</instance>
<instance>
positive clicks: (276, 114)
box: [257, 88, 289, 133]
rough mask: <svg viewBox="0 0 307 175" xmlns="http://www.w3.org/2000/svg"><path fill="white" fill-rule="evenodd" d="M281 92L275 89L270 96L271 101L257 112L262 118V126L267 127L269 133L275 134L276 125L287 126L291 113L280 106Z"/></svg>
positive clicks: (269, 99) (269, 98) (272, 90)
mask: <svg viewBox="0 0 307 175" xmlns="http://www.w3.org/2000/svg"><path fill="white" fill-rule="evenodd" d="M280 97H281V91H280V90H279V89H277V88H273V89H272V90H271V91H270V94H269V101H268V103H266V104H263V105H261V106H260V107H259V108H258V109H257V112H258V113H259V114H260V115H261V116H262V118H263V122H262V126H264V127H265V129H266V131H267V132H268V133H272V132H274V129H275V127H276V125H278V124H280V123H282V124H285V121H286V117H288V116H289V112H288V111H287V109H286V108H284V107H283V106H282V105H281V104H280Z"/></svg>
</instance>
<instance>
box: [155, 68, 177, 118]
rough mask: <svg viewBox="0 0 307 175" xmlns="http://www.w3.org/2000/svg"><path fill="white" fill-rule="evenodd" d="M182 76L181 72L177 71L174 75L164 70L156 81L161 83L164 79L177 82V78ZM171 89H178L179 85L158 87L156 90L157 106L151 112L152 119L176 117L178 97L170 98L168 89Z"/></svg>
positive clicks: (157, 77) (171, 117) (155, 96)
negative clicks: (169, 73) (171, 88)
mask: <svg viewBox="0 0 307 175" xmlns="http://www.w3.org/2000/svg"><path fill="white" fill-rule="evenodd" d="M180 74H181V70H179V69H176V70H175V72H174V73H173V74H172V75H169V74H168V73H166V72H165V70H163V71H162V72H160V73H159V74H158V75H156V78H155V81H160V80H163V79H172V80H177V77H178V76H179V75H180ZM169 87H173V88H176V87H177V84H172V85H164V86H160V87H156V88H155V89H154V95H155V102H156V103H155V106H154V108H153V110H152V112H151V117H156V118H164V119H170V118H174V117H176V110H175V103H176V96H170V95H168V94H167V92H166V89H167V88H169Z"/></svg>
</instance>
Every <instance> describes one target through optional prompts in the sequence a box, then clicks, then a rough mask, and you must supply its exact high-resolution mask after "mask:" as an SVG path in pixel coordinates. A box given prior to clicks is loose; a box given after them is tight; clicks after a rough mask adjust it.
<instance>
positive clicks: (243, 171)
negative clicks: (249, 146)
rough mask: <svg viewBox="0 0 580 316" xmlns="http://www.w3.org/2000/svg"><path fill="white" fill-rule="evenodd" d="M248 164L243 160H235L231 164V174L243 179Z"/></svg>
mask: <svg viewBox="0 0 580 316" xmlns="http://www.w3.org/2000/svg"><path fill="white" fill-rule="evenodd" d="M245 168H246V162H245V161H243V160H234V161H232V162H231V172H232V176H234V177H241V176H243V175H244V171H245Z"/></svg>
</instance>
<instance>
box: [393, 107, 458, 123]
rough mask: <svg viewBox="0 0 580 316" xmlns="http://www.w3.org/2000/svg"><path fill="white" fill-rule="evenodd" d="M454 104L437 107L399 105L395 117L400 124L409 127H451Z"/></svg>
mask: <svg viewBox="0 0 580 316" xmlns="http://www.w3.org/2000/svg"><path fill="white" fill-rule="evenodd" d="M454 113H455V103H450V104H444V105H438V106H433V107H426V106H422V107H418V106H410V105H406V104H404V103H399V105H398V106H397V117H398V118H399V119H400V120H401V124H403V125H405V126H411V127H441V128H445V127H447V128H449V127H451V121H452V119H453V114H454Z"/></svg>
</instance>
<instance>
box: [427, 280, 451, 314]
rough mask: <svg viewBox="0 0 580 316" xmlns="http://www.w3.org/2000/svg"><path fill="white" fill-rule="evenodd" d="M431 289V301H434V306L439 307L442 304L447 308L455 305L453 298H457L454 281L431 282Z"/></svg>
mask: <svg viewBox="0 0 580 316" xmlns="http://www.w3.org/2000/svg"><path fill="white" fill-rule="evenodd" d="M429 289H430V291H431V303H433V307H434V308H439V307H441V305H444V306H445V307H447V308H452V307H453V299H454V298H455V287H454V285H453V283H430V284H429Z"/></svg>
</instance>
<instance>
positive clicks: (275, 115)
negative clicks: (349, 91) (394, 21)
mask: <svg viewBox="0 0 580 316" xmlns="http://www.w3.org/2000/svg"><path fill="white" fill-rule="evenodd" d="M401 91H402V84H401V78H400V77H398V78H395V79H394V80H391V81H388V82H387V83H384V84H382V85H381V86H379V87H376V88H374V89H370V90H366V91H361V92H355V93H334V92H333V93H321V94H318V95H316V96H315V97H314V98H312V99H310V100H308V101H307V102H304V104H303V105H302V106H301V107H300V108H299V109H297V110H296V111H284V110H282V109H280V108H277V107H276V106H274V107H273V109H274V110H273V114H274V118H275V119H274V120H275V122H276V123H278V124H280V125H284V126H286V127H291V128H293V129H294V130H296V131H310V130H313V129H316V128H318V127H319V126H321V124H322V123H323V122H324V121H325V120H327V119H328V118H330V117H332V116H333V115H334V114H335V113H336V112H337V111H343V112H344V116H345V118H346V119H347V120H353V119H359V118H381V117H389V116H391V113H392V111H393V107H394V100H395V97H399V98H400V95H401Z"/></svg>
§ §
* ABOUT THIS EXERCISE:
Print each entry above exactly as given.

* RESULT:
</instance>
<instance>
positive clicks: (276, 114)
box: [257, 88, 289, 133]
rough mask: <svg viewBox="0 0 307 175" xmlns="http://www.w3.org/2000/svg"><path fill="white" fill-rule="evenodd" d="M281 92L275 89L270 96L271 101L257 112L262 118V126L267 127L269 133L275 134L276 125L287 126L291 113L280 106Z"/></svg>
positive clicks: (269, 99) (269, 98) (272, 90)
mask: <svg viewBox="0 0 307 175" xmlns="http://www.w3.org/2000/svg"><path fill="white" fill-rule="evenodd" d="M280 97H281V91H280V90H279V89H277V88H273V89H272V90H271V91H270V94H269V101H268V103H266V104H263V105H261V106H260V107H259V108H258V109H257V112H258V113H259V114H260V115H261V116H262V118H263V122H262V126H264V127H265V129H266V131H267V132H268V133H272V132H274V129H275V127H276V125H278V124H280V123H282V124H285V121H286V117H288V116H289V112H288V111H287V109H286V108H284V107H283V106H282V105H281V104H280Z"/></svg>
</instance>
<instance>
box: [155, 68, 177, 118]
rough mask: <svg viewBox="0 0 307 175" xmlns="http://www.w3.org/2000/svg"><path fill="white" fill-rule="evenodd" d="M182 76L181 72L177 71L174 75L164 70L156 81L161 83L164 79L177 82V78ZM171 89H178L179 85L158 87L156 90L157 106L151 112L152 119L176 117L178 97L170 98L168 89Z"/></svg>
positive clicks: (157, 77) (171, 117) (155, 96)
negative clicks: (169, 73) (171, 88)
mask: <svg viewBox="0 0 307 175" xmlns="http://www.w3.org/2000/svg"><path fill="white" fill-rule="evenodd" d="M180 74H181V70H179V69H176V70H175V72H174V73H173V74H172V75H169V74H168V73H166V72H165V70H163V71H162V72H160V73H159V74H158V75H156V78H155V81H160V80H163V79H172V80H177V77H178V76H179V75H180ZM169 87H173V88H176V87H177V84H172V85H164V86H160V87H156V88H155V89H154V95H155V102H156V103H155V106H154V108H153V110H152V112H151V117H156V118H164V119H170V118H174V117H176V110H175V103H176V96H170V95H168V94H167V92H166V89H167V88H169Z"/></svg>
</instance>
Every <instance> describes one target through optional prompts in the sequence a box, then clicks, then a rough mask, and you must supply its exact high-resolution mask after "mask:" as an SVG path in pixel coordinates. A box given prior to clicks is loose; a box given after them is tight; clicks after a rough mask adjust it.
<instance>
positive clicks: (243, 171)
negative clicks: (249, 146)
rough mask: <svg viewBox="0 0 580 316" xmlns="http://www.w3.org/2000/svg"><path fill="white" fill-rule="evenodd" d="M248 164L243 160H235L231 164V174L243 179Z"/></svg>
mask: <svg viewBox="0 0 580 316" xmlns="http://www.w3.org/2000/svg"><path fill="white" fill-rule="evenodd" d="M245 168H246V162H245V161H243V160H234V161H232V162H231V172H232V176H234V177H241V176H243V175H244V171H245Z"/></svg>
</instance>
<instance>
box: [393, 107, 458, 123]
rough mask: <svg viewBox="0 0 580 316" xmlns="http://www.w3.org/2000/svg"><path fill="white" fill-rule="evenodd" d="M454 104L437 107L399 105L395 117L400 124L409 127H451Z"/></svg>
mask: <svg viewBox="0 0 580 316" xmlns="http://www.w3.org/2000/svg"><path fill="white" fill-rule="evenodd" d="M454 113H455V103H450V104H444V105H438V106H433V107H426V106H422V107H418V106H410V105H406V104H404V103H399V105H398V106H397V117H398V118H399V119H400V120H401V124H403V125H405V126H411V127H441V128H445V127H447V128H449V127H451V121H452V119H453V114H454Z"/></svg>
</instance>
<instance>
box: [427, 280, 451, 314]
rough mask: <svg viewBox="0 0 580 316" xmlns="http://www.w3.org/2000/svg"><path fill="white" fill-rule="evenodd" d="M431 289V301H434V306L439 307L442 304L447 308L455 305L453 298H457L454 281L431 282Z"/></svg>
mask: <svg viewBox="0 0 580 316" xmlns="http://www.w3.org/2000/svg"><path fill="white" fill-rule="evenodd" d="M429 289H430V291H431V303H433V307H434V308H439V307H441V305H444V306H445V307H447V308H452V307H453V299H454V298H455V287H454V285H453V283H430V284H429Z"/></svg>
</instance>
<instance>
positive clicks: (275, 115)
negative clicks: (349, 91) (394, 21)
mask: <svg viewBox="0 0 580 316" xmlns="http://www.w3.org/2000/svg"><path fill="white" fill-rule="evenodd" d="M401 91H402V84H401V78H400V77H398V78H395V79H394V80H391V81H388V82H387V83H384V84H382V85H381V86H379V87H376V88H374V89H370V90H366V91H361V92H355V93H334V92H333V93H321V94H318V95H316V96H315V97H314V98H312V99H310V100H308V101H307V102H304V104H303V105H302V106H301V107H300V108H299V109H297V110H296V111H284V110H282V109H280V108H277V107H276V106H274V107H273V109H274V110H273V114H274V118H275V119H274V120H275V122H276V123H278V124H280V125H284V126H286V127H291V128H293V129H294V130H296V131H310V130H313V129H316V128H318V127H319V126H321V124H322V123H323V122H324V121H325V120H327V119H328V118H330V117H332V116H333V115H334V114H335V113H336V112H337V111H343V112H344V116H345V118H346V119H347V120H353V119H359V118H381V117H389V116H391V113H392V111H393V107H394V100H395V97H399V98H400V95H401Z"/></svg>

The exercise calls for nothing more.